* START Extract *
Yeah, so like we, you know, once a guest comes in, like the interaction, it's kind of like a chain of everything that you know working without that guest.

Speaker 2:

Oh, that's pretty cool. I got a five. Here we go, here we go. So this is what Justin's talking about, just so everybody can kind of see. So it gives you the AI summary smooth communication with hosts. Detailed information, locations near beaches and places. Hosts that go above and beyond. And then you have all the reviews right here that you can just click through and know whether or not you want to rent to somebody, which is pretty cool.

Speaker 3:

How do they get that information, like, how does they get it From the reviews, right?

Speaker 4:

Yeah, it seems like it's based on the reviews they've left for for other hosts.

Speaker 3:

Oh, I like the fact that this house had a lot of community, good communication. That's what I like, because they're rating the actual host, so they're saying, okay, I get it, I get it, so I was okay I was actually doing that manually before it came in.

Speaker 4:

I would always go. Once I got a new booking, I'd go read the reviews and then you know, once you read the reviews you can see who left them reviews. So so then you can go to their profile and a lot of times people had left comments on theirs that you can see, like, is this going to be a guest that's really going to nail me on a review, or are they going to be a stickler about things that they see in the home? So you can kind of make sure that you're taking good care of those people that are pretty shitty to leave a review.
* END Extract *
Tasks to complete
**a)** In the conversation about guest reviews, what does Speaker 4 say the summary seems to be based on?
**b)** Pick up the conversation about guest reviews from the point where it stops.
The listing that comes next is unrelated to the conversation about guest reviews.
* START Dataset rows *
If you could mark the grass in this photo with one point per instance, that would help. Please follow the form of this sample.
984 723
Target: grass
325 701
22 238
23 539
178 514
* END Dataset rows *
Results of the tasks
**a)** It seems to be based on the reviews the guest has left for other hosts.

**b)**
Speaker 2:

Yeah, especially when you think about if you start to move into that more luxury space, this could be huge. Right, there's the hotels of the world like the JWs and I'm blanking on the other names of different premium hotels yeah, jw Marriott. Right, hilton has the Signia and things of that nature, where they really keep track of everything that you like, even down to the temperature that you like, when you check into your room and try to make sure it's all set up for you. And so, as you start to move into bigger homes and luxury spaces, this thing's going to come in super handy.

Speaker 2:

I'm actually excited because we're going to be closing on a home here Now. It's going to be toward the end of next month. It's just now finishing up and the unit that we're going to turn into a B&B is a four-bed, three-bath and we're planning to make it more luxury and we're definitely going to be utilizing these insights and starting to leave some different types of refreshments and things of that nature to really pull in more guests. Get those five-star reviews and get this thing going, dwayne welcome to your first Financial Freedom Mastermind group meeting.

Speaker 5:

Man, how you doing. Oh yeah, all is well. What's going on, guys? I was here trying to log in for a bit so I heard you guys. I heard a discussion. I'm like the magic man in the background.

Speaker 2:

And anytime somebody joins for the first time, right, we always like to give you the floor just to introduce yourself and you've already met a couple of these individuals on here, but just to introduce yourself and talk about a little bit of your investments, Sure.

Speaker 5:

So I guess it's only AJ I haven't met. So my name is Dwayne Lawrence. I met Nii and Deanna just a month ago and you guys already helped me to find a property. I did a real estate journey, just closed enough quad and looking to invest more. Come on now.

Speaker 2:

Yeah, closing your quad and getting after it.

Speaker 5:

Exactly, yeah, so I live in Alpharetta at the moment, so I'm here locally and, yeah, I'll look forward to learn more. What were you looking for Like? What was your more?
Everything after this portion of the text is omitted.